◆ **Exercise goal**
Return every line of the material below that contains the string "silver", treating uppercase and lowercase letters as distinct.

Entries from a pointing dataset
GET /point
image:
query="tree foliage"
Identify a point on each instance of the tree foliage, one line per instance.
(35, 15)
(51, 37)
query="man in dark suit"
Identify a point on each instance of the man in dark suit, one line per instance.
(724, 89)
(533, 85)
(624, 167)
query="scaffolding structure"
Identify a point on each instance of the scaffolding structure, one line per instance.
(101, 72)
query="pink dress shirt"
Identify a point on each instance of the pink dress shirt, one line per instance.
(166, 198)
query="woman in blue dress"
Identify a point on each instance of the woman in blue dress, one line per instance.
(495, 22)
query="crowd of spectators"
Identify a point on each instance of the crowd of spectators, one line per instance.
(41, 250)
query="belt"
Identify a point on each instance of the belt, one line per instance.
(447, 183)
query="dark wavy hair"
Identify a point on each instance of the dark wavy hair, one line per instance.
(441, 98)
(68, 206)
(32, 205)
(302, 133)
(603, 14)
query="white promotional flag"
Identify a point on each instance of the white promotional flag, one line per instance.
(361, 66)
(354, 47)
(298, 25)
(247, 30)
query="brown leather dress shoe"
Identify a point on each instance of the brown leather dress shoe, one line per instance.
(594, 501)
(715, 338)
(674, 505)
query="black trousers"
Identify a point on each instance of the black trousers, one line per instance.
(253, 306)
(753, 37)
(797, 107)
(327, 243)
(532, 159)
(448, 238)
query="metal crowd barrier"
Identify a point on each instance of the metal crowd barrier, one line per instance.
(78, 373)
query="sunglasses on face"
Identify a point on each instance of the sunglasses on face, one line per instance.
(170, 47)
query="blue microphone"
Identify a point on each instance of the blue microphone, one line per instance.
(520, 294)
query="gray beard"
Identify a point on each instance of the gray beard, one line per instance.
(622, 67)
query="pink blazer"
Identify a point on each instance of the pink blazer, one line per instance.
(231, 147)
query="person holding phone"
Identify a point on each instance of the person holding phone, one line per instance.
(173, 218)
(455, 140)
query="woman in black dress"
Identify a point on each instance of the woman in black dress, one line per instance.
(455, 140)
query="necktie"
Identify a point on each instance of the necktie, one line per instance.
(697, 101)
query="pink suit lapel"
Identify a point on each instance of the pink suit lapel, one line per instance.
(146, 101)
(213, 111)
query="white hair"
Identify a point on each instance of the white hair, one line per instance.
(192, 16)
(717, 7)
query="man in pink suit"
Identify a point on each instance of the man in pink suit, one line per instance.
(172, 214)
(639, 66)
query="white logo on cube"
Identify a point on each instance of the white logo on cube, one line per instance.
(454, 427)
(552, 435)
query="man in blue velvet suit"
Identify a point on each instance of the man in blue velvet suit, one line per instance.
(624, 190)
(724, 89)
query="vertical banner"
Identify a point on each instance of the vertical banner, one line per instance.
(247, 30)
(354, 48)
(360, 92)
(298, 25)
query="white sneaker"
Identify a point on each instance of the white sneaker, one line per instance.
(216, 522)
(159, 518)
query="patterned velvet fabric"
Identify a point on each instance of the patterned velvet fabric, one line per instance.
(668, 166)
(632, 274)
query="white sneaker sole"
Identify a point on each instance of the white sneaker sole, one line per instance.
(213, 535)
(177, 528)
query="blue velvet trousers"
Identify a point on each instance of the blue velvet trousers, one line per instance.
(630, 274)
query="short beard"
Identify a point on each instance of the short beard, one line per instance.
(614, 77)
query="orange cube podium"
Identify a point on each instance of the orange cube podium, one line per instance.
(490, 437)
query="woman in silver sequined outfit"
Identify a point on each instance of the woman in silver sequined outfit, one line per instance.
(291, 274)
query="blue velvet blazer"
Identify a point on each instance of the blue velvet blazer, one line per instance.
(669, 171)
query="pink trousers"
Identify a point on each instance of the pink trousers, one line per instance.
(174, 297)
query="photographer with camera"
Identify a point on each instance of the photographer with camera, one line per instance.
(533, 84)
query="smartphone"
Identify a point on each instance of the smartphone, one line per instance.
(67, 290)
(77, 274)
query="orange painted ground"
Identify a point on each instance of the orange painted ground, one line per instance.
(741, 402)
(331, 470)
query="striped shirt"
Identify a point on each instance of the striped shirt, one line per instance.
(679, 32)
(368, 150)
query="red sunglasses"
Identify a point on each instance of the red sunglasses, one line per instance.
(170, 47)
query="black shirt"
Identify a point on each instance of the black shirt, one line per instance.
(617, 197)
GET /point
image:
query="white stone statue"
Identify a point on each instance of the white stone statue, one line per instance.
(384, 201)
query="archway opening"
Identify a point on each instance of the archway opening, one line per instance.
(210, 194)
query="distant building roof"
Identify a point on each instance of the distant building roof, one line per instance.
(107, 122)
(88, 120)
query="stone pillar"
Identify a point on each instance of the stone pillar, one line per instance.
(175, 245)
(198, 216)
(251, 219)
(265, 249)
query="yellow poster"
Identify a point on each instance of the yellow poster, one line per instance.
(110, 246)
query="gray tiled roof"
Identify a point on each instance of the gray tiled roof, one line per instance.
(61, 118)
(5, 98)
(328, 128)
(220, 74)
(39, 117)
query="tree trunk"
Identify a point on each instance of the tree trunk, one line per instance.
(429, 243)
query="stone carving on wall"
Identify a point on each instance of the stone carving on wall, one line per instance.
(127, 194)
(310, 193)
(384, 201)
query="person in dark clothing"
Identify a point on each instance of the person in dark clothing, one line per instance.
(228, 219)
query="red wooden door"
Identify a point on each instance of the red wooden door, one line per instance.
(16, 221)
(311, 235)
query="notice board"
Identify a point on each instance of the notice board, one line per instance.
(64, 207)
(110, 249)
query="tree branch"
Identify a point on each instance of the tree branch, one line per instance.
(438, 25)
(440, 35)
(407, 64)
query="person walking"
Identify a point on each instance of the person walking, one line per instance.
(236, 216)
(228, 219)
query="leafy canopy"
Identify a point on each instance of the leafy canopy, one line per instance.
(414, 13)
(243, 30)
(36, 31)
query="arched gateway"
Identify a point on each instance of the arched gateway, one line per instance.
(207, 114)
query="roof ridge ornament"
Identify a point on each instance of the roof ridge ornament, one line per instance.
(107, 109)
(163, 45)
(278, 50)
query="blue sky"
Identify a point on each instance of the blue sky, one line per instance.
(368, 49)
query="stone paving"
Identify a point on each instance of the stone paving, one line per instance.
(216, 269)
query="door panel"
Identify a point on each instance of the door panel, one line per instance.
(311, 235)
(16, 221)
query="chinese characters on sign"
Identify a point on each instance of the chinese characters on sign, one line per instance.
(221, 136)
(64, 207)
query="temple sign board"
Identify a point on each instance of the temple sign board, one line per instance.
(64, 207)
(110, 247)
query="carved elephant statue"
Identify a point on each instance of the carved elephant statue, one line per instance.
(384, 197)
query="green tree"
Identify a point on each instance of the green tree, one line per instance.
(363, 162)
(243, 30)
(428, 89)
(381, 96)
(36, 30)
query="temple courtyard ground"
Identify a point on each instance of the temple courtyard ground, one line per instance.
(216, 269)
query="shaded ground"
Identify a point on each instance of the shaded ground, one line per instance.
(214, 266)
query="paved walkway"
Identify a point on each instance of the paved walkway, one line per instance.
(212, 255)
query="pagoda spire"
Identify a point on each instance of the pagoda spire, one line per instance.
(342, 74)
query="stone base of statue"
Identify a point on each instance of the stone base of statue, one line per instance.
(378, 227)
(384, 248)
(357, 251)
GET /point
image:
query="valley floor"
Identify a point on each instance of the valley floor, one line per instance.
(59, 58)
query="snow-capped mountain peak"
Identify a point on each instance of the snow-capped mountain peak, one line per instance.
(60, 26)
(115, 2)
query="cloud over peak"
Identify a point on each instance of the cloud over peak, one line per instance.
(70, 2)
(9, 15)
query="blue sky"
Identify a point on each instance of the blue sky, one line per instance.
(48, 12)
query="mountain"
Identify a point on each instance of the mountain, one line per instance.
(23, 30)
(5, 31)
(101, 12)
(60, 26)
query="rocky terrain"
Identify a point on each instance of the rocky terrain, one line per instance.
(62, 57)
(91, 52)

◆ **Correct response**
query="woman in silver sequined outfit"
Identify a point on each instance of the woman in silver sequined outfit, one line per instance.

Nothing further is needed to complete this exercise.